TEXTAUSZUG ->
++++++++++
Streit besteht im verwaltungsgerichtlichen Verfahren darüber, ob die Tätigkeit des Mitbeteiligten der Tätigkeit eines Rechtsanwaltes ähnlich und daher als freiberuflich zu beurteilen ist, oder ob es sich dabei um eine gewerbliche Tätigkeit gehandelt hat.
Der Mitbeteiligte hat im Verwaltungsverfahren die Festsetzung von Gewerbesteuer für die Jahre 1980 bis 1982 einschließlich Gewerbesteuervorauszahlung für das Jahr 1984 mit dem Hinweis bekämpft, daß er bereits mit Berufungsentscheidung vom 7. März 1963 "von der Gewerbesteuerpflicht rechtskräftig enthoben" worden sei, weil der Berufungssenat der Finanzlandesdirektion für Tirol seine Tätigkeit als ähnlich der Tätigkeit eines Wirtschaftreuhänders bzw. eines Rechtsanwaltes angesehen habe. Auch könne seine Tätigkeit nicht mit der Vermittlung und Beratung bei Abschlüssen von Versicherungsverträgen verglichen werden, die wohl zweifelsfrei als gewerbliche Tätigkeit beurteilt werden müßte. Weiters dürfe nicht übersehen werden, daß der Mitbeteiligte das Studium der Rechtswissenschaften mit dem Doktorat abgeschlossen habe. Sein Büro beschäftige sich mit Causen, die sonst den Rechtsanwälten infolge Größe und Umfang zufallen würden. Der Mitbeteiligte bearbeite Schadenersatzansprüche aus sämtlichen Haftpflichttatbeständen im Rahmen der österreichischen Haftpflichtbestimmungen gegenüber deckungspflichtigen Versicherungsanstalten im In- und Ausland. Seine Tätigkeit sei daher eine rechtsberatende und ziele darauf hin, solche gesetzliche Ansprüche möglichst ökonomisch und kostensparend zu einer außerprozessualen Entscheidung zu bringen.
Die belangte Behörde ist im angefochtenen Bescheid der Argumentation des Mitbeteiligten gefolgt, daß seine rechtsberatende Tätigkeit mit der eines Rechtsanwaltes vergleichbar sei. Laut Verordnung des Bundesministers für Handel, Gewerbe und Industrie vom über den Befähigungsnachweis für das gebundene Gewerbe der Berater in Versicherungsangelegenheiten, BGBl. Nr. 374, müsse ein Berater in Versicherungsangelegenheiten eine Prüfung über bestimmte Rechtsgebiete, vor allem über das Versicherungswesen und Schadenersatzrecht ablegen. Voraussetzung für die Zulassung zur Prüfung sei der Nachweis über den erfolgreichen Besuch einer Handelsakademie, einer allgemein bildenden höheren Schule, der Höheren Lehranstalt für wirtschaftliche Frauenberufe, einer Handelsschule oder einer anderen berufsbildenden höheren Schule. Dessen ungeachtet habe der Mitbeteiligte sogar eine abgeschlossene Hochschulausbildung. Die Einkünfte des Mitbeteiligten seien daher unter § 22 Abs. 1 Z. 1 EStG zu subsumieren, was eine Gewerbesteuerfestsetzung ausschließe.
++++++++++
DATENSÄTZE ->
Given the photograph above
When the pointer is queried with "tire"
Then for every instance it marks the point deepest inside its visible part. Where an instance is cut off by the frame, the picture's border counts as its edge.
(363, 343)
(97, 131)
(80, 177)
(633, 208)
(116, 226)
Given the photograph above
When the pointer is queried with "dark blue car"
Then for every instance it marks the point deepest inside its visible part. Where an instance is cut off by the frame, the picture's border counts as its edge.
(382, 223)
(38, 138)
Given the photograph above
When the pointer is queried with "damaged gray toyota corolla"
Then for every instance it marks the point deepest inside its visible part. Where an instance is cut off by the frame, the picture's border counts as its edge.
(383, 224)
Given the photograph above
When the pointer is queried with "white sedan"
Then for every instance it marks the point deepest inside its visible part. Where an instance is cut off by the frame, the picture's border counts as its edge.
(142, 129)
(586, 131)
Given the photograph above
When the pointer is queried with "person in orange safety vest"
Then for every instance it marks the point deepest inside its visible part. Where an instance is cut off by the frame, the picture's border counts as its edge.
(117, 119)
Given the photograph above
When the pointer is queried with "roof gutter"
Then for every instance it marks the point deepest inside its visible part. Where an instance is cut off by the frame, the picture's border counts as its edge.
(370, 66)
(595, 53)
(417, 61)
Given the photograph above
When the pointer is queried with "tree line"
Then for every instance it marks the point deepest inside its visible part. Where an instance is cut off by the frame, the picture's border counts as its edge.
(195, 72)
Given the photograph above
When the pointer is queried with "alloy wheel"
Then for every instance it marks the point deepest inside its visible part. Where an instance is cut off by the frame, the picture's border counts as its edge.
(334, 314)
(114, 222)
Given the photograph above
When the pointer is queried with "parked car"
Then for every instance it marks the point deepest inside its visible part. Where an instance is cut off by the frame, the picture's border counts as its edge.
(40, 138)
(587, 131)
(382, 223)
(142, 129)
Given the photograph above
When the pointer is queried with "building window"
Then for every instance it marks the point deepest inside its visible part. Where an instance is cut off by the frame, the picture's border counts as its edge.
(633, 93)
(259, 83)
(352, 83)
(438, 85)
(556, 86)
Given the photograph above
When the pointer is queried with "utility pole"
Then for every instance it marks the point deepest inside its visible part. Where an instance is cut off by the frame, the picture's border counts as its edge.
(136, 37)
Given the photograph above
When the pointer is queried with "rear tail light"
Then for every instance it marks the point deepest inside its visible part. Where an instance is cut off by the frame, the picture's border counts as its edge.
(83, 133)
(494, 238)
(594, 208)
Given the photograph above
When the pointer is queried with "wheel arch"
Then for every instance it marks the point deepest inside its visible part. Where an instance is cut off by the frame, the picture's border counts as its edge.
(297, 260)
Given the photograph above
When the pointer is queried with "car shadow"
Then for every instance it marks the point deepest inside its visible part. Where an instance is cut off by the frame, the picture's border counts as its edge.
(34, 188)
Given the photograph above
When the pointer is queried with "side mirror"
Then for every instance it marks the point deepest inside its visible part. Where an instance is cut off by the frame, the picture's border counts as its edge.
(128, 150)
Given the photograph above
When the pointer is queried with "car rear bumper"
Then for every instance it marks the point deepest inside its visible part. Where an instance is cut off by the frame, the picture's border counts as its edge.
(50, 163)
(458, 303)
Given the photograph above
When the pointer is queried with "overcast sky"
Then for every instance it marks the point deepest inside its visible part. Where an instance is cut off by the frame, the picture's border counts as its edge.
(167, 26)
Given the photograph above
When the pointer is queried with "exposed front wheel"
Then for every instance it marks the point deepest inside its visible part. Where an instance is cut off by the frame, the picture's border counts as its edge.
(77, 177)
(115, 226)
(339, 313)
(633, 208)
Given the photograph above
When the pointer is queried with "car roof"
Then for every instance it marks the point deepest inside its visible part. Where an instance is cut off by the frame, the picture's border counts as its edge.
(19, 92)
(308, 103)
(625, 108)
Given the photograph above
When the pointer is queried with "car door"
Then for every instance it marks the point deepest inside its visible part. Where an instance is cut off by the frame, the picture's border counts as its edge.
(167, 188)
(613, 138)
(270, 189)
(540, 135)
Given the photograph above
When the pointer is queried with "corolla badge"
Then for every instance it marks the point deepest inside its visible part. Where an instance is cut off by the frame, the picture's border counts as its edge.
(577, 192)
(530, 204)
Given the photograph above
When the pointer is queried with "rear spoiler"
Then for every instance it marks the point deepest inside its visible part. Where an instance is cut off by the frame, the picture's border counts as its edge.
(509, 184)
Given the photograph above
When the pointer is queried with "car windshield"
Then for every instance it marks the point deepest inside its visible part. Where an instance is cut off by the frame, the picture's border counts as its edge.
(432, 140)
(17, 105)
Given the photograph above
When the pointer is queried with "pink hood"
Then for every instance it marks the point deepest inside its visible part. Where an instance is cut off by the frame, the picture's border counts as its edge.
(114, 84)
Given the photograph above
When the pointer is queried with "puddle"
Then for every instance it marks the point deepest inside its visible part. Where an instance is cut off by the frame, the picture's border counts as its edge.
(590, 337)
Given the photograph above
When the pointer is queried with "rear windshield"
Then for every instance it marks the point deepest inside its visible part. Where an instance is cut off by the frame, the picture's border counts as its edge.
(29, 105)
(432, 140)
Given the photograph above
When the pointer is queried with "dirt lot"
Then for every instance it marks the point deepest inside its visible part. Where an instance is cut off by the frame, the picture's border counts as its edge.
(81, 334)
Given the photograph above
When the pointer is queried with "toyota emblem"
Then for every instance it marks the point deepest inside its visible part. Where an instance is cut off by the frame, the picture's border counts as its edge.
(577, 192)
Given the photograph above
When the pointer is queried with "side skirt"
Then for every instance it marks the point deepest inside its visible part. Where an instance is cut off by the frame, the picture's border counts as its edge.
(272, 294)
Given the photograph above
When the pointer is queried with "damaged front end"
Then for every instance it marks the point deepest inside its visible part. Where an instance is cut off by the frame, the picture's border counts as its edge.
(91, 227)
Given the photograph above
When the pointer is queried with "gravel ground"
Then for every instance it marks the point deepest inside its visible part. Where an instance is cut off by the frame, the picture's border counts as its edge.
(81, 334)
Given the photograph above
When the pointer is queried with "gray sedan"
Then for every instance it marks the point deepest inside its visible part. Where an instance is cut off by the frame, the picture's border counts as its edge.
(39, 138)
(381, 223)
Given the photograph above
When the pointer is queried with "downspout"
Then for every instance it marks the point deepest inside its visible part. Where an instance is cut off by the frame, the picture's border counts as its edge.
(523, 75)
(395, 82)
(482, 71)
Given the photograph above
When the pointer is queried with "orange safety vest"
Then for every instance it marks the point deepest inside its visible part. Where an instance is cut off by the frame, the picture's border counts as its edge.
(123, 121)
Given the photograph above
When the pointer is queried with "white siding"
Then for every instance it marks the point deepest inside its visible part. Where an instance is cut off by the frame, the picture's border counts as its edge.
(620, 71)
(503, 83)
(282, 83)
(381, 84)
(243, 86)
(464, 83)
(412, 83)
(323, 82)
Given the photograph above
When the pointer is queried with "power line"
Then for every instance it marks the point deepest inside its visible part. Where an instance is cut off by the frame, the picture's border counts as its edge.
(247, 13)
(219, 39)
++++++++++
ZIELE ->
1) Beantworte bitte anhand des Textauszugs zur Gewerbesteuer diese Fragen:
(a) Für welche Jahre wurde die Gewerbesteuer festgesetzt, gegen die sich der Mitbeteiligte wendet?
(b) Welches Studium hat der Mitbeteiligte mit welchem Abschluss beendet?
(c) Unter welche Bestimmung sind die Einkünfte des Mitbeteiligten laut belangter Behörde zu subsumieren?
2) Führe den Textauszug zur Gewerbesteuer nach seinem letzten Satz weiter.

ANTWORTEN ->
1)
(a) Für die Jahre 1980 bis 1982, einschließlich der Gewerbesteuervorauszahlung für das Jahr 1984.
(b) Das Studium der Rechtswissenschaften, abgeschlossen mit dem Doktorat.
(c) Unter § 22 Abs. 1 Z. 1 EStG.

2)
Gegen diese Entscheidung wendet sich die Beschwerde des Präsidenten der Finanzlandesdirektion für Tirol, in der Rechtswidrigkeit des Inhaltes geltend gemacht wird.
Der Verwaltungsgerichtshof hat hierüber und über die von den Mitbeteiligten erstattete Gegenschrift erwogen:
Soweit die Rechtsfrage durch die bisherige Rechtsprechung des Verwaltungsgerichtshofes klargestellt ist, genügt es, gemäß § 43 Abs. 2 VwGG diese anzuführen. Mit Erkenntnis vom , Zl. 85/14/0094, hat der Verwaltungsgerichtshof die Rechtsansicht der damaligen belangten Behörde bestätigt, daß in der Bearbeitung von Schadensersatzansprüchen gegenüber deckungspflichtigen Versicherungsanstalten eine gewerbliche Tätigkeit zu erblicken sei. Der vorliegende Beschwerdefall betrifft das gleiche Subsumtionsproblem. Auch die Tätigkeit des Mitbeteiligten besteht in der außergerichtlichen Geltendmachung von Schadenersatzansprüchen gegenüber Versicherungsgesellschaften. Eine Ähnlichkeit dieser Tätigkeit mit der eines Rechtsanwaltes ist schon deswegen nicht gegeben, weil sie nicht den wesentlichen und typischen Teil jener Tätigkeiten umfaßt, die die Berufstätigkeit der Rechtsanwälte kennzeichnet. Insbesondere umfaßt sie nicht die Befugnis zur Vertretung des Auftraggebers vor Gerichten und Verwaltungsbehörden. Im übrigen wird auf die Entscheidungsgründe des oben zitierten hg. Erkenntnisses verwiesen.
Der angefochtene Bescheid erweist sich daher als inhaltlich rechtswidrig und war gemäß § 42 Abs. 2 Z. 1 VwGG aufzuheben. Diese Entscheidung konnte in einem gemäß § 12 Abs. 1 Z. 2 leg. cit. gebildeten Senat getroffen werden.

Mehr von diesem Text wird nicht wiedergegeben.